Text:
# Museum Opens at Vernon Cadet Camp



## Rifleman62 (14 Jul 2013)

http://www.am1150.ca/News/Local/Vernon/Story.aspx?ID=2004024

*Museum Opens at Vernon Cadet Camp* 

Ribbon cutting Friday

7/12/2013

Just off Highway 97 at the Vernon Military Camp is a small, reddish brown, nondescript wooden building anyone driving along the highway could easily overlook. But it has a long history. During World War II it was the military post office serving the thousands of soldiers who trained in Vernon. In the 1970s, it became a guard house and the offices of the military police.

The refurbished building will open its doors to tell the story of not only 63 years of the history of the Vernon Army Cadet Summer Training Centre, but also of the military history of Vernon that stretches back more than 100 years.

Former cadet Francois Arseneault, who spent two summers at the camp in the late 70s and later became a collector of camp memorabilia, wondered if it, "wouldn't be a great idea if we built a museum." He envisioned a place at the camp to house and display not only photographs, but artifacts as well. For the past 20 years, Arseneault has researched the history of the camp, gathering material for his web site (www.armycadethistory.com) and for the lectures he presented to cadets.

Vernon Museum and Archives Director Ron Candy said, "Showcasing the camp's history is something we wanted to do for years. It's a natural satellite museum."
With a limited budget, the two men, along with staff from the museum and archives, set out to create the displays. Panels display photographs and historic details from each of the 63 years the camp has been in operation. "We relied on newspaper accounts, interviews, personal stories and photographs to recreate the feel of each year," Arseneault said.

One of the display cabinets contains the uniform of a Cadet Services of Canada officer from the 1950s. Another displays copies of documents from the war years.
"We can't talk about the cadet camp without tying in the history of the early militia units, WWI and WWII. Vernon has a long military history and the presence of the camp has had a direct effect on the city, socially and economically," said Candy. "There were times when the population of the camp was greater than that of the city."

Many of the items, especially the photographs, have never been displayed before. More than 800 photographs are included in the display panels. "Our goal is to help educate the cadets about the roots of their program. Some of them are second and third generation cadets, but they have limited knowledge of the camp and its history," said Arseneault.

Listed records:

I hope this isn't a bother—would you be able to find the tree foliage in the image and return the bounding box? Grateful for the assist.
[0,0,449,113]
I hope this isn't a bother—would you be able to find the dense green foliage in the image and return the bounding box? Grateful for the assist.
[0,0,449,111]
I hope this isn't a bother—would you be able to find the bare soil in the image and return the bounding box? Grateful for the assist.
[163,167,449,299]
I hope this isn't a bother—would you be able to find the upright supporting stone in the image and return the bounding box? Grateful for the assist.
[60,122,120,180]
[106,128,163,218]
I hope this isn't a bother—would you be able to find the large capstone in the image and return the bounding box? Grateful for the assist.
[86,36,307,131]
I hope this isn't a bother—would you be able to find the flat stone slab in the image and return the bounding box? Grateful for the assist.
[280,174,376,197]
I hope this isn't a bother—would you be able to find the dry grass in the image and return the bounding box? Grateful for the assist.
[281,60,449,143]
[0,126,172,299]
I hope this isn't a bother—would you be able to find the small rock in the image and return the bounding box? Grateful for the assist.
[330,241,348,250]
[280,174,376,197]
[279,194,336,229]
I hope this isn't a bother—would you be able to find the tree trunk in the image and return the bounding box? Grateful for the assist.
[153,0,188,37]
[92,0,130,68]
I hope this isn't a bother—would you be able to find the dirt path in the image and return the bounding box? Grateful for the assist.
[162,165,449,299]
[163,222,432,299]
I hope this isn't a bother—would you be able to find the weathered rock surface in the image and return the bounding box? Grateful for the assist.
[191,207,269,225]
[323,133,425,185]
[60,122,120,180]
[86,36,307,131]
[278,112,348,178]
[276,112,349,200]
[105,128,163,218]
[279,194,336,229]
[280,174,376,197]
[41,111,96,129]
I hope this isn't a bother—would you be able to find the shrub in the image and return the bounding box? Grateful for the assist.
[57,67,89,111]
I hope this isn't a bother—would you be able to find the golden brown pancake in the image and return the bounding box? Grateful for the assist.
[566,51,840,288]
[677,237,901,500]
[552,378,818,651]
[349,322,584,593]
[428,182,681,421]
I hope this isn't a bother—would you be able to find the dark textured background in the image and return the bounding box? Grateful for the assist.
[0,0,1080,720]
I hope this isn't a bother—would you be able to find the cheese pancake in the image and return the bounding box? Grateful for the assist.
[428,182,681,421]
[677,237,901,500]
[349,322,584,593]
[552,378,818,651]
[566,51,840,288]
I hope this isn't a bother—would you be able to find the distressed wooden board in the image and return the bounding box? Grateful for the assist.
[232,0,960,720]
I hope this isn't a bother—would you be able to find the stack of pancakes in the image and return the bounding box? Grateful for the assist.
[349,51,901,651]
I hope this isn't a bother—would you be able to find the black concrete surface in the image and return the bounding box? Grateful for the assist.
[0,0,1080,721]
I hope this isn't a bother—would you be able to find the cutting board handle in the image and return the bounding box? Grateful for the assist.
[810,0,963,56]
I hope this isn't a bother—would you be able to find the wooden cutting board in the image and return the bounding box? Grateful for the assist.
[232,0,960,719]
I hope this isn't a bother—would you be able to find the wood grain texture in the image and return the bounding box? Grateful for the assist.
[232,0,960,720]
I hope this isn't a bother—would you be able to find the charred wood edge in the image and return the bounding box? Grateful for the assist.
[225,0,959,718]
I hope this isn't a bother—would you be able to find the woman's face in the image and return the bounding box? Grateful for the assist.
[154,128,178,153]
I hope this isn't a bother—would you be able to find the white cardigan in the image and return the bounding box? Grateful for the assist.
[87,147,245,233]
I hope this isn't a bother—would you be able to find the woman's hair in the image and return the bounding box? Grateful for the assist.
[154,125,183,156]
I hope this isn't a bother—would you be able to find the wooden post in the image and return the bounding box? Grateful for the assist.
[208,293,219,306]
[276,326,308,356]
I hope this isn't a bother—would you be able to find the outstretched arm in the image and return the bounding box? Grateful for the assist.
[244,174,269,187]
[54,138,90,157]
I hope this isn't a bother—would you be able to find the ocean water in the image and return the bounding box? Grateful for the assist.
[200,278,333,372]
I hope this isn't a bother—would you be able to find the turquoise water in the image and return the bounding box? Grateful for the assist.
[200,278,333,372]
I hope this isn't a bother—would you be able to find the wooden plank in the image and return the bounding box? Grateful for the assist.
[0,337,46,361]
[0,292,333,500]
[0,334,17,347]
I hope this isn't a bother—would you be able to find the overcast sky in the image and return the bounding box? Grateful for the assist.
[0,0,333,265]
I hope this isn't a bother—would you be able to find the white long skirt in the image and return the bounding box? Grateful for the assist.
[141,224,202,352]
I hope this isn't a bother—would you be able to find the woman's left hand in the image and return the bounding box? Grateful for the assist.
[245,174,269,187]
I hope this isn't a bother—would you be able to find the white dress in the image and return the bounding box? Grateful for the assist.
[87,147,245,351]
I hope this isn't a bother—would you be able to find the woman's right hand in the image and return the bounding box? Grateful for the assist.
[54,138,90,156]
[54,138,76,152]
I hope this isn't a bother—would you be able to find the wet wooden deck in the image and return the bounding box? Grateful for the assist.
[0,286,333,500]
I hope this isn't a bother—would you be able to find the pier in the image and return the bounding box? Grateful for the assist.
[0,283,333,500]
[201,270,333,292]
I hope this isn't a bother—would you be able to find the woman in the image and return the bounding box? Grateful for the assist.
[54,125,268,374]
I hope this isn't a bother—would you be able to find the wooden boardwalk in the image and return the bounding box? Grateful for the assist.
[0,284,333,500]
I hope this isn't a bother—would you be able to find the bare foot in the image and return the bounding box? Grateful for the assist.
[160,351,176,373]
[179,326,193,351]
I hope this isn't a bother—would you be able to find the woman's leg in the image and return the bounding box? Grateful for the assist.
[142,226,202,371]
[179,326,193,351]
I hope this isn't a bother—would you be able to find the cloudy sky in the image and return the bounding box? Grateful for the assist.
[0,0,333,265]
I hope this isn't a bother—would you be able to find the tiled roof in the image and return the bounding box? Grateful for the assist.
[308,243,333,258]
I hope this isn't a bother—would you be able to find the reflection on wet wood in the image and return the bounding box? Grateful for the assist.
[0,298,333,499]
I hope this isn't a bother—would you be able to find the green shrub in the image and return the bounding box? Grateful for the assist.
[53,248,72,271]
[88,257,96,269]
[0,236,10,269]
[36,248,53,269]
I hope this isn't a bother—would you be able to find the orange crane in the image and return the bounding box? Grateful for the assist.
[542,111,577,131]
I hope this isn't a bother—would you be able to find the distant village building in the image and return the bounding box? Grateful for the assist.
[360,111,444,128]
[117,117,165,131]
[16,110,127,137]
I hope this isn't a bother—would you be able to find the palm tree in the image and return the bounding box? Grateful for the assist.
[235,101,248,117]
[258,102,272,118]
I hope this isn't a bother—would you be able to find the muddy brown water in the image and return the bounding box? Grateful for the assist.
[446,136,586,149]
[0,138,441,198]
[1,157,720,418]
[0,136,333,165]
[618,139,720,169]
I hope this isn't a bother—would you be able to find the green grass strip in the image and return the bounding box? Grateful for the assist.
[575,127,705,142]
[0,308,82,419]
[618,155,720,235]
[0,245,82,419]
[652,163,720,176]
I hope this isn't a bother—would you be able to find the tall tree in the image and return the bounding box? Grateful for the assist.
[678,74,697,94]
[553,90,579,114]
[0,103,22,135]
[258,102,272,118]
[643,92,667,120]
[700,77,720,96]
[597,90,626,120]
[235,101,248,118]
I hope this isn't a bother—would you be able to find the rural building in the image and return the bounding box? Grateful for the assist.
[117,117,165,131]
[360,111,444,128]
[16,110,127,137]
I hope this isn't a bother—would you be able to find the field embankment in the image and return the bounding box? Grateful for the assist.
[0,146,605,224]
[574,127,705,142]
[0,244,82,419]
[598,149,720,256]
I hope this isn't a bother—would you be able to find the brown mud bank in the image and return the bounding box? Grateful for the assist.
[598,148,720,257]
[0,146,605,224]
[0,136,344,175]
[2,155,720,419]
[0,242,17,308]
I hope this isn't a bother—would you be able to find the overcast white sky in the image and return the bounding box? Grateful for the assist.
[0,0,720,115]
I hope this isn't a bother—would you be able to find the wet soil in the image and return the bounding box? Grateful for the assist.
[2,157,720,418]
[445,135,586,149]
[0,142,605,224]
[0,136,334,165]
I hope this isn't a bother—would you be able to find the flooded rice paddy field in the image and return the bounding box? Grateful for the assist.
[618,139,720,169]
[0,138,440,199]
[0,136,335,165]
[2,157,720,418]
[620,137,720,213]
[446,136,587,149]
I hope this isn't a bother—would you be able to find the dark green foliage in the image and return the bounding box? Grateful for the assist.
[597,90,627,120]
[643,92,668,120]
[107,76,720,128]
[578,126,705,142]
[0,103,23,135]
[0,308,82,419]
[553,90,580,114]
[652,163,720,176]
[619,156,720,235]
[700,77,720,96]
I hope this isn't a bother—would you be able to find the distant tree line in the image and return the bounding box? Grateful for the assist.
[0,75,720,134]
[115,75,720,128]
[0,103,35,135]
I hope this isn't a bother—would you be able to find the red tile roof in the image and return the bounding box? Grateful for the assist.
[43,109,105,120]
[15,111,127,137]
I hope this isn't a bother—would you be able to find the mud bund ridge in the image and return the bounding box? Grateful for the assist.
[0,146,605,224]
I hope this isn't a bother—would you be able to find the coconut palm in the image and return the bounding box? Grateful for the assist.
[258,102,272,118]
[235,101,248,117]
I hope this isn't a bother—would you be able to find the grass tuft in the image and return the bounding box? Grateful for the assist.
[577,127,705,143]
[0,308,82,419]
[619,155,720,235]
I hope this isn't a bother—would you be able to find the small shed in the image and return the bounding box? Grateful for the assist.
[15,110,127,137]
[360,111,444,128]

Given request 1: In the Vernon cadet camp post, what purpose did the building serve during World War II?
Given request 2: Retype the Vernon cadet camp post starting at "One of the display" and ending at "the war years.".
The records have no connection to the Vernon cadet camp post.

Complete output 1: It was the military post office for the soldiers training in Vernon.

Complete output 2:
One of the display cabinets contains the uniform of a Cadet Services of Canada officer from the 1950s. Another displays copies of documents from the war years.